[コレクション項目]
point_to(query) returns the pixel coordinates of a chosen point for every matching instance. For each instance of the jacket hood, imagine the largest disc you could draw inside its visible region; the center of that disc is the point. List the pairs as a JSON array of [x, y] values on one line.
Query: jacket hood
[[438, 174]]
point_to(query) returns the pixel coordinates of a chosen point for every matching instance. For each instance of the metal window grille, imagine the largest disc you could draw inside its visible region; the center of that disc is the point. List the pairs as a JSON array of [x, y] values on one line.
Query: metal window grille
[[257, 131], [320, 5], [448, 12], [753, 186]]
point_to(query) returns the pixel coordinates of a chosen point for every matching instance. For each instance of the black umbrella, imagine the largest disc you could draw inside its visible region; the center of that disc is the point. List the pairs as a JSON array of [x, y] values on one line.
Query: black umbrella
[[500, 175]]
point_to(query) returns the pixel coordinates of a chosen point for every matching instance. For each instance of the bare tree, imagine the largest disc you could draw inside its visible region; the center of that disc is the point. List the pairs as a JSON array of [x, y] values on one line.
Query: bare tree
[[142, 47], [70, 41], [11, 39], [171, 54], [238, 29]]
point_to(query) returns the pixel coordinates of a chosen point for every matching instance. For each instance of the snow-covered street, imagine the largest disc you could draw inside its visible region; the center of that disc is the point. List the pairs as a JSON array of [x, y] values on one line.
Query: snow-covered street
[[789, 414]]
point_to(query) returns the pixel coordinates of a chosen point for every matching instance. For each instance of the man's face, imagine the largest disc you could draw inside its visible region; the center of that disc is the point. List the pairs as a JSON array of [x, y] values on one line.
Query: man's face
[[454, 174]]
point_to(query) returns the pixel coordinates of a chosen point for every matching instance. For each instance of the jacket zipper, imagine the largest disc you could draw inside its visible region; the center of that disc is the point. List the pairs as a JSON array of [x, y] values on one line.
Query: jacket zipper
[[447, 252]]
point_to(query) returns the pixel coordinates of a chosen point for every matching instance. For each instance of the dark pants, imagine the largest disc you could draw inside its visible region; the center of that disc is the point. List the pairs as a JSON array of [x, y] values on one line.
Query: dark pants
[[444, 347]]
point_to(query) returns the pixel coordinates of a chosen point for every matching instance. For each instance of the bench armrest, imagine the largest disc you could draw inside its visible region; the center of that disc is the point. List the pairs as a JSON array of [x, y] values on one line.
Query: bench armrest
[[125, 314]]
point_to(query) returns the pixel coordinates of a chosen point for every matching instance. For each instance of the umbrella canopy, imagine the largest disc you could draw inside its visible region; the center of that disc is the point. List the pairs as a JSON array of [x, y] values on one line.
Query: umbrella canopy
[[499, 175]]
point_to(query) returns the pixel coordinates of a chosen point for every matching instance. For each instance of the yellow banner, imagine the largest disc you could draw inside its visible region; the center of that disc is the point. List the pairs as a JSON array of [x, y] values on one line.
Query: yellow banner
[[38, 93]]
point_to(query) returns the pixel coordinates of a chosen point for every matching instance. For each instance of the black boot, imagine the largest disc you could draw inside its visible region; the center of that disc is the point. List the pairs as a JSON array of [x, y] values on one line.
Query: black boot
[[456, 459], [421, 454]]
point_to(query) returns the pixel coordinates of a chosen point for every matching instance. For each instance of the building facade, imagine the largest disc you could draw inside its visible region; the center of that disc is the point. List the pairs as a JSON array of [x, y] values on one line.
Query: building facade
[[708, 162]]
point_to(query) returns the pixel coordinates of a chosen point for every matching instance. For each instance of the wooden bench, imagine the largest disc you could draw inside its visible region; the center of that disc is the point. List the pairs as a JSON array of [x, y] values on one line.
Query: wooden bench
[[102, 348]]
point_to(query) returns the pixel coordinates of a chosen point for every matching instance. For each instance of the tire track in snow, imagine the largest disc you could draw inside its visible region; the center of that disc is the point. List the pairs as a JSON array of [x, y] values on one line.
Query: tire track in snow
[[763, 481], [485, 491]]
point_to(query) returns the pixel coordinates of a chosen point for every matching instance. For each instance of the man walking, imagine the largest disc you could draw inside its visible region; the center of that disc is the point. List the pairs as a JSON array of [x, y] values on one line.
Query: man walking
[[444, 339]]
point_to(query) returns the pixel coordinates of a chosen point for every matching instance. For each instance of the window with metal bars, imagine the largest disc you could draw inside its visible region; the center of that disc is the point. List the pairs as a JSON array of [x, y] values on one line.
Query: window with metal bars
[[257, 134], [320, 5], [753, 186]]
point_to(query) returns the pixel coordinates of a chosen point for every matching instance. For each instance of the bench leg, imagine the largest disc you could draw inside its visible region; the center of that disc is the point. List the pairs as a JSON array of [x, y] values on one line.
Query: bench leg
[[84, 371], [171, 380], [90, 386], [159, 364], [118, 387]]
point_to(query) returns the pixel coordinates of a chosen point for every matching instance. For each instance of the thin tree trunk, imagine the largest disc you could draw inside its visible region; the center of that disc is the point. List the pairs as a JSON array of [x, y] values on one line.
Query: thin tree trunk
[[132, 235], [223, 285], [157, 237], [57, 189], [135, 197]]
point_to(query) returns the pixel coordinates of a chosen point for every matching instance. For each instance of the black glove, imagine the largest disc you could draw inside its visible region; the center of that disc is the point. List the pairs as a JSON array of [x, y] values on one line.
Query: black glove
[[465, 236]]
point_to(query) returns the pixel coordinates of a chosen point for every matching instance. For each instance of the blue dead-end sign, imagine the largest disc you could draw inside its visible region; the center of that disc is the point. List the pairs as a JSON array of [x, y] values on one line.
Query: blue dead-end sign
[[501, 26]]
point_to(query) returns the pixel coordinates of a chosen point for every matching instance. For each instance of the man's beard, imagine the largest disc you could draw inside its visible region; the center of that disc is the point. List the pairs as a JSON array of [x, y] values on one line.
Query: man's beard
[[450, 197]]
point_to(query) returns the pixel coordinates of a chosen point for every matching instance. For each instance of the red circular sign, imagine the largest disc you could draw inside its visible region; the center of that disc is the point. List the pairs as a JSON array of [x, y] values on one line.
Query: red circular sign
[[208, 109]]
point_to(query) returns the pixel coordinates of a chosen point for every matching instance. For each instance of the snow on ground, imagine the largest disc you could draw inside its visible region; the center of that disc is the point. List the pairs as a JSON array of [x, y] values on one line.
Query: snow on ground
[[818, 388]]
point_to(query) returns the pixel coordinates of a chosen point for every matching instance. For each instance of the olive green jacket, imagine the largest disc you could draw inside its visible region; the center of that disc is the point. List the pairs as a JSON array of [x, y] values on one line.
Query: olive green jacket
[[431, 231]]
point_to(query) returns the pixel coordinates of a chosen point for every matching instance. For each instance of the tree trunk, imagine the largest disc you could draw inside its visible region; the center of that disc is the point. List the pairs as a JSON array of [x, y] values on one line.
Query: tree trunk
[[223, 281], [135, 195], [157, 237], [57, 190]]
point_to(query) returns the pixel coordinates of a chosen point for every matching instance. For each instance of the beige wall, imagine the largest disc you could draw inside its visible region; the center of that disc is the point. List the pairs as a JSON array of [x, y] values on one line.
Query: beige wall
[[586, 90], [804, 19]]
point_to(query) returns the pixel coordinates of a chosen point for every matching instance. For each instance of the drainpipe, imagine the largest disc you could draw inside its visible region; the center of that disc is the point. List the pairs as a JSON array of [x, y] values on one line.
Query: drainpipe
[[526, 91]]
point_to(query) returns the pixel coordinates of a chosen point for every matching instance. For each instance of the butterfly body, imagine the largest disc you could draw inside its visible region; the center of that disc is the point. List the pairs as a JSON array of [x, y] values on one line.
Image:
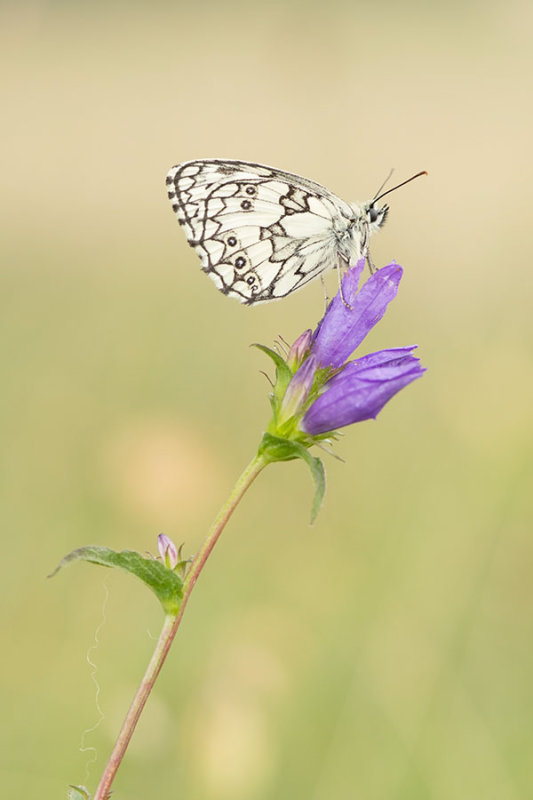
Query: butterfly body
[[262, 233]]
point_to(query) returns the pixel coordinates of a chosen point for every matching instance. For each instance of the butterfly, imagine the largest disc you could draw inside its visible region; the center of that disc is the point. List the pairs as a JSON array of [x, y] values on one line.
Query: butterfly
[[262, 233]]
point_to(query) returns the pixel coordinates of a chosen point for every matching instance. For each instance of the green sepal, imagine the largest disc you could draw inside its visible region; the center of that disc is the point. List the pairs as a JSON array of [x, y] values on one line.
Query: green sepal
[[275, 448], [164, 582], [78, 793], [283, 371]]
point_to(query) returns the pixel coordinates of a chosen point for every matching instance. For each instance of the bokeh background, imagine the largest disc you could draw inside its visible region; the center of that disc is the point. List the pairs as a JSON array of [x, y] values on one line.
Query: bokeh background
[[386, 652]]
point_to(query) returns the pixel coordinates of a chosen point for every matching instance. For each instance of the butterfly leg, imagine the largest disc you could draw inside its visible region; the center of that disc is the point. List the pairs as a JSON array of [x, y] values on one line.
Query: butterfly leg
[[371, 265], [324, 287], [339, 277]]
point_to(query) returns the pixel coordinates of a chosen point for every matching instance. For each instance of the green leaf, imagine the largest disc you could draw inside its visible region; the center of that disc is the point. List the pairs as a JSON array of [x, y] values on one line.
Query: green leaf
[[275, 448], [165, 583], [78, 793], [283, 371]]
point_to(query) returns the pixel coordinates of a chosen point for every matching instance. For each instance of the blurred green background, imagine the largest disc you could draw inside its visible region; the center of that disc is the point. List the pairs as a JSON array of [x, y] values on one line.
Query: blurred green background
[[387, 652]]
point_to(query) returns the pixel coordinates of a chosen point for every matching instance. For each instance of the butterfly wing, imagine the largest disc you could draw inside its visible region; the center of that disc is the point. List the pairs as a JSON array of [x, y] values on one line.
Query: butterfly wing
[[261, 233]]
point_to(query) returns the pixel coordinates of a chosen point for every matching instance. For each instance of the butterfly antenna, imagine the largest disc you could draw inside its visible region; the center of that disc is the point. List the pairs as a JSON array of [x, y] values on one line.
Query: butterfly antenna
[[418, 174], [387, 179]]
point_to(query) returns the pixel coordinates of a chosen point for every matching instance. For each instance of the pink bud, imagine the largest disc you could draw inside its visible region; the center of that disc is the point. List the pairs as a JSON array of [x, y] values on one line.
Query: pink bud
[[167, 551]]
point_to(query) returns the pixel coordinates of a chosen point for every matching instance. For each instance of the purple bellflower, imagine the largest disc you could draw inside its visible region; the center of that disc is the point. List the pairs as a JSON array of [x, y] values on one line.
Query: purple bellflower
[[318, 389]]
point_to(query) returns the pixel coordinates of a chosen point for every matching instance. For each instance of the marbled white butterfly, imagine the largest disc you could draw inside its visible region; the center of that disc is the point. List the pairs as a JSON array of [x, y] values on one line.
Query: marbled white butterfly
[[262, 233]]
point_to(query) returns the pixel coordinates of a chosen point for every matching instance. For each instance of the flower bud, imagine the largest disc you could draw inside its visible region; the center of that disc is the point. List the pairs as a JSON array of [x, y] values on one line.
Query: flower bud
[[168, 551]]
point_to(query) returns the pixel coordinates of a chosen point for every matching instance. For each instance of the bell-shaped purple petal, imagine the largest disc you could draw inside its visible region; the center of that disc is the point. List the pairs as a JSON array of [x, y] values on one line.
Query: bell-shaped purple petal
[[361, 390], [347, 322], [299, 349]]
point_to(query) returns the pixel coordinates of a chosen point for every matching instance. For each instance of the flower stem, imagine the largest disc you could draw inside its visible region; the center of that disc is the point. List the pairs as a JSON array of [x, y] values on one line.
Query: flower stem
[[171, 625]]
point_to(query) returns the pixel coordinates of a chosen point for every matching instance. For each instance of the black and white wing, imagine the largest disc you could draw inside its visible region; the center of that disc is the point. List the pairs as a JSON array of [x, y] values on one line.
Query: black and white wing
[[260, 233]]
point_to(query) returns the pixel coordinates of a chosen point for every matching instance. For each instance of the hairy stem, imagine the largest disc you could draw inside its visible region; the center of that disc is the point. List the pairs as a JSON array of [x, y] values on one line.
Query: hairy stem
[[171, 625]]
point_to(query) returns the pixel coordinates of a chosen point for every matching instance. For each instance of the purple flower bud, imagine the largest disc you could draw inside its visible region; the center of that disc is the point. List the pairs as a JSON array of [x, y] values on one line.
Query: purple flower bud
[[347, 322], [298, 390], [299, 349], [361, 390], [167, 550]]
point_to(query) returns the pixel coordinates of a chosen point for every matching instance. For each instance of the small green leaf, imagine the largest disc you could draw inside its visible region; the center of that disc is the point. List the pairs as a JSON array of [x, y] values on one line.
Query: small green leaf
[[275, 448], [283, 372], [165, 583], [78, 793]]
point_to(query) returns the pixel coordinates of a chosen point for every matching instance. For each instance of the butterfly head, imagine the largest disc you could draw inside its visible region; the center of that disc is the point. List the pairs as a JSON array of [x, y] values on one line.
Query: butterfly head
[[375, 216]]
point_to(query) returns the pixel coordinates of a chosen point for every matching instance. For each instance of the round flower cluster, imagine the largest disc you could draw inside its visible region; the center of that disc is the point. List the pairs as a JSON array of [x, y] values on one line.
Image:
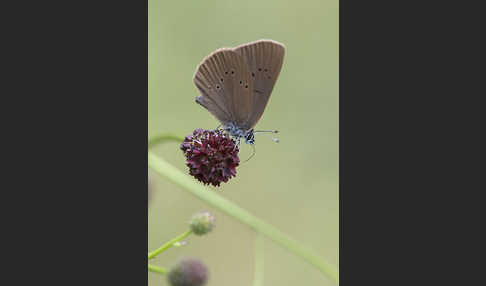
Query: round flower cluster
[[212, 156], [188, 272]]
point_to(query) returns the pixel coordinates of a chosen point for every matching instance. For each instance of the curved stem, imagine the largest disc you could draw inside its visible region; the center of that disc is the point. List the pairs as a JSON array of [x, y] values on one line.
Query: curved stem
[[168, 244], [204, 193], [157, 269]]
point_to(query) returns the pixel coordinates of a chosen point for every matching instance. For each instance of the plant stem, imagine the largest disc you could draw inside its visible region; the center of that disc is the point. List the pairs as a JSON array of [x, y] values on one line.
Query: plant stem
[[157, 269], [168, 244], [204, 193], [259, 260]]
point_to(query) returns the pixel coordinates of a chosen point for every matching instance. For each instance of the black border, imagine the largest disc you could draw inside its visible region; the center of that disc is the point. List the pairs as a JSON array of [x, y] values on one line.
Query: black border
[[81, 214]]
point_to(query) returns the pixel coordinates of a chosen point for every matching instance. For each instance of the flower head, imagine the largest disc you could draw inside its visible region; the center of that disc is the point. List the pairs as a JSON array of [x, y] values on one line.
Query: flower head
[[212, 156], [202, 223], [188, 272]]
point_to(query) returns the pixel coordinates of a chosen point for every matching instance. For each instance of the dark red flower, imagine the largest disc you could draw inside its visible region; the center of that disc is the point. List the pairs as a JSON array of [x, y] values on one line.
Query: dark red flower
[[188, 272], [212, 156]]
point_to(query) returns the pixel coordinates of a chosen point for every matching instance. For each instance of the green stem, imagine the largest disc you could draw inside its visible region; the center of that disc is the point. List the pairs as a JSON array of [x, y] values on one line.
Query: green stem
[[168, 244], [204, 193], [259, 260], [157, 269]]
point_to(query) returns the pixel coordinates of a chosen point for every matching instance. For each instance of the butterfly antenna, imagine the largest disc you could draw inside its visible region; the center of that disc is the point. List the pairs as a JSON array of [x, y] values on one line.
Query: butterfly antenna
[[254, 151]]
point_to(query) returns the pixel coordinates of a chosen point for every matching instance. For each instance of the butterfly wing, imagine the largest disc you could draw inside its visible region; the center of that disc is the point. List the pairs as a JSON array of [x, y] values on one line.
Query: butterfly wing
[[225, 85], [264, 59]]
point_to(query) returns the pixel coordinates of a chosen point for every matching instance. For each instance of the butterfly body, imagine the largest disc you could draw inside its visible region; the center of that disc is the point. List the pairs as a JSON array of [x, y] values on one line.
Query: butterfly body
[[235, 84]]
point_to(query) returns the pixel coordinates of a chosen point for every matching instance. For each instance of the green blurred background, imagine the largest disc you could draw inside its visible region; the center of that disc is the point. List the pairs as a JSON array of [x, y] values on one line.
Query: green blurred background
[[293, 184]]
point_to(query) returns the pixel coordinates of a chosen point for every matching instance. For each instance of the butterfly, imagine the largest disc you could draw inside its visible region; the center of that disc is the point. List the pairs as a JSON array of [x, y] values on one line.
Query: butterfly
[[235, 85]]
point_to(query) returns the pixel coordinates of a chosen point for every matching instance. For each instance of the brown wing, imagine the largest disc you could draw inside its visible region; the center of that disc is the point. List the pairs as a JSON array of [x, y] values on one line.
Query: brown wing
[[225, 85], [265, 59]]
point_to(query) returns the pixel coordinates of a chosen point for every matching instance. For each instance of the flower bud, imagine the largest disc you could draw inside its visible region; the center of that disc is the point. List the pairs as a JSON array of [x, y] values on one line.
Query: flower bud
[[188, 272], [202, 223]]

# [課題の詳細]
上のデータのうち、「black border, imagine」を含む行から「[[254, 151]]」を含む行までを、両端の行も含めて1行ずつ文字列としてJSONのリストに入れよ。空行は入れない。

# [完成した課題]
[
  "point_to(query) returns the pixel coordinates of a chosen point for every matching instance. For each instance of the black border, imagine the largest disc you could draw inside its visible region; the center of that disc is the point. List the pairs as a JSON array of [x, y] values on one line.",
  "Query: black border",
  "[[81, 214]]",
  "point_to(query) returns the pixel coordinates of a chosen point for every matching instance. For each instance of the flower head, imagine the largest disc you could draw inside its visible region; the center of that disc is the point. List the pairs as a JSON array of [x, y] values on one line.",
  "Query: flower head",
  "[[212, 156], [202, 223], [188, 272]]",
  "point_to(query) returns the pixel coordinates of a chosen point for every matching instance. For each instance of the dark red flower, imagine the largest disc you could draw inside its visible region; the center of that disc is the point. List the pairs as a JSON array of [x, y] values on one line.",
  "Query: dark red flower",
  "[[188, 272], [212, 156]]",
  "point_to(query) returns the pixel coordinates of a chosen point for every matching instance. For each instance of the green stem, imagine the largest disc you could draw inside its visible region; the center of that disc is the point. List the pairs as a JSON array of [x, y] values on one line.",
  "Query: green stem",
  "[[168, 244], [204, 193], [259, 260], [157, 269]]",
  "point_to(query) returns the pixel coordinates of a chosen point for every matching instance. For each instance of the butterfly antenna, imagine the largest disc you could draw inside its visible region; the center of that disc is the point. List the pairs as a JSON array of [x, y] values on one line.",
  "Query: butterfly antenna",
  "[[254, 151]]"
]